Stored records
+ + +
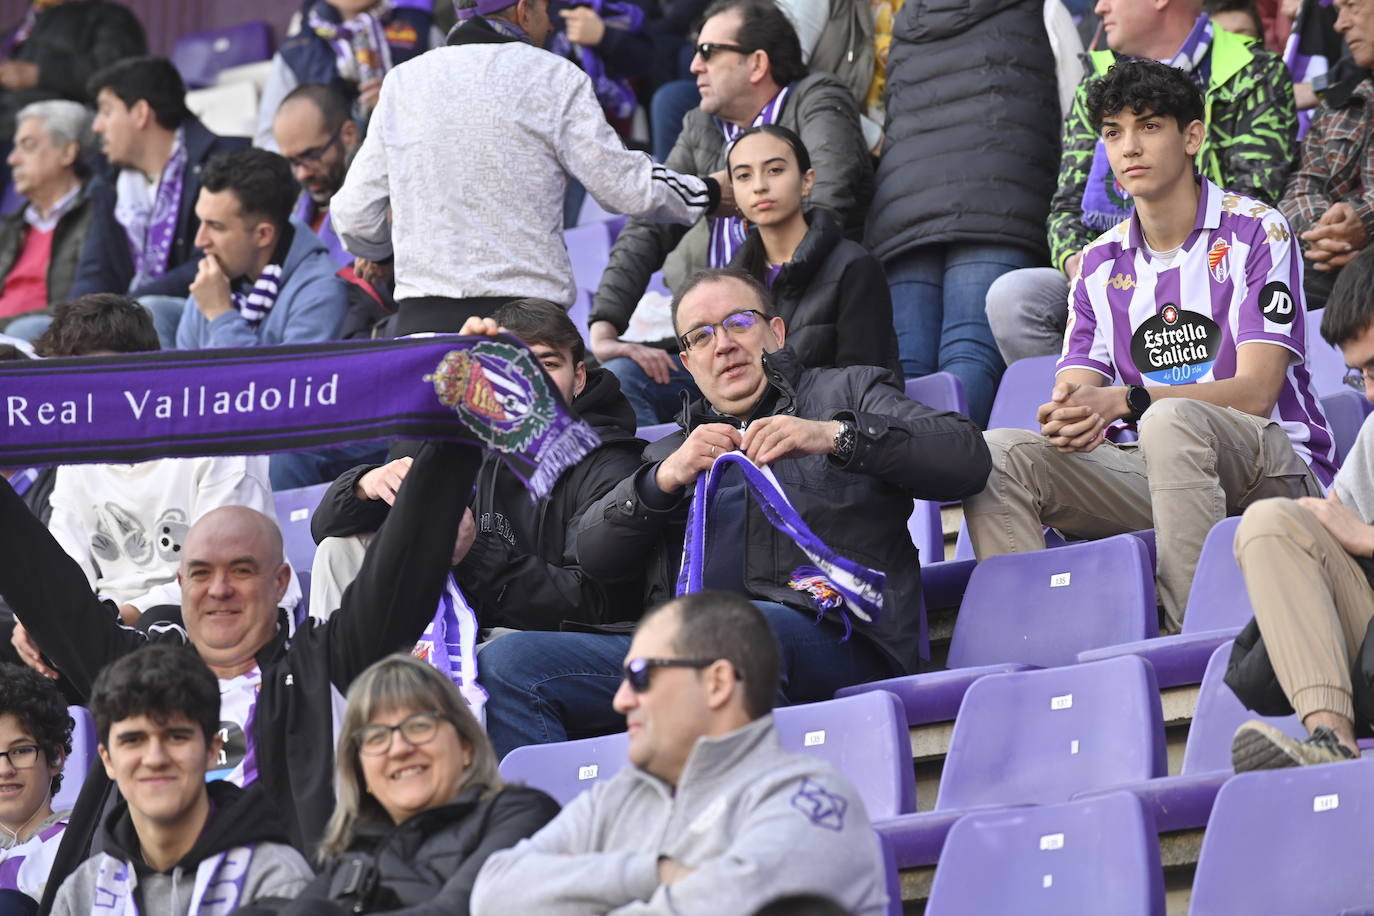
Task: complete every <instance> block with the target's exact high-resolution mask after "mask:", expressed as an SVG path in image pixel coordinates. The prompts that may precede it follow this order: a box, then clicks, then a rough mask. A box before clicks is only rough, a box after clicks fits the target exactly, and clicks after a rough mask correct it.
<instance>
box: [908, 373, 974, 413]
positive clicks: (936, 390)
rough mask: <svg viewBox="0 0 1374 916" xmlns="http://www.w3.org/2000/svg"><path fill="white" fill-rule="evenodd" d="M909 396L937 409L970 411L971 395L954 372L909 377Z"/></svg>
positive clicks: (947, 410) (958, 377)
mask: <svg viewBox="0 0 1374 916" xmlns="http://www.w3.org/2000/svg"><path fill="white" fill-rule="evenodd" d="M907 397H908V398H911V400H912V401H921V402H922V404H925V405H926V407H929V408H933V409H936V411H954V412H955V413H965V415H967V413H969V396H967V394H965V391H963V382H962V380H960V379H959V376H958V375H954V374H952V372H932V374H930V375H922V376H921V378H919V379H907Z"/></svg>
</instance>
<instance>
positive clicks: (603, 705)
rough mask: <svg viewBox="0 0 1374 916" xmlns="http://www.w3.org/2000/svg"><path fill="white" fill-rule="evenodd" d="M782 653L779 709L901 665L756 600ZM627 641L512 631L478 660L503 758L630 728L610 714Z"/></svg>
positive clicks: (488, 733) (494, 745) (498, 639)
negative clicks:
+ + +
TASK PROMPT. Reproduce every item above with "rough mask" swapped for "coarse mask" and everything else unchanged. Omit the pictures from your output.

PROBLEM SOLUTION.
Task: complete every <instance> block with the target's exact high-resolution mask after "mask:", expressed as an SVG path in image pixel coordinates. The prompts that may precede it follow this order: a box, then clicks, then a coarse mask. A box before clicks is only rough, a box after clicks fits the target exactly, and clicks after a coarse mask correct it.
<instance>
box: [908, 373, 974, 413]
positive clicks: (936, 390)
coarse mask: <svg viewBox="0 0 1374 916" xmlns="http://www.w3.org/2000/svg"><path fill="white" fill-rule="evenodd" d="M909 396L937 409L970 411L971 395L954 372L909 377Z"/></svg>
positive clicks: (947, 410) (958, 377)
mask: <svg viewBox="0 0 1374 916" xmlns="http://www.w3.org/2000/svg"><path fill="white" fill-rule="evenodd" d="M907 397H908V398H911V400H912V401H921V402H922V404H925V405H926V407H929V408H933V409H936V411H954V412H955V413H965V415H967V413H969V396H967V394H965V391H963V382H962V380H960V379H959V376H958V375H954V374H952V372H932V374H930V375H922V376H921V378H919V379H907Z"/></svg>
</instance>
<instance>
positive clicks: (603, 705)
coarse mask: <svg viewBox="0 0 1374 916" xmlns="http://www.w3.org/2000/svg"><path fill="white" fill-rule="evenodd" d="M782 653L779 709L901 665L756 600ZM627 641L512 631L478 660L503 758L630 728L610 714Z"/></svg>
positive clicks: (488, 733) (494, 745) (498, 639)
negative clicks:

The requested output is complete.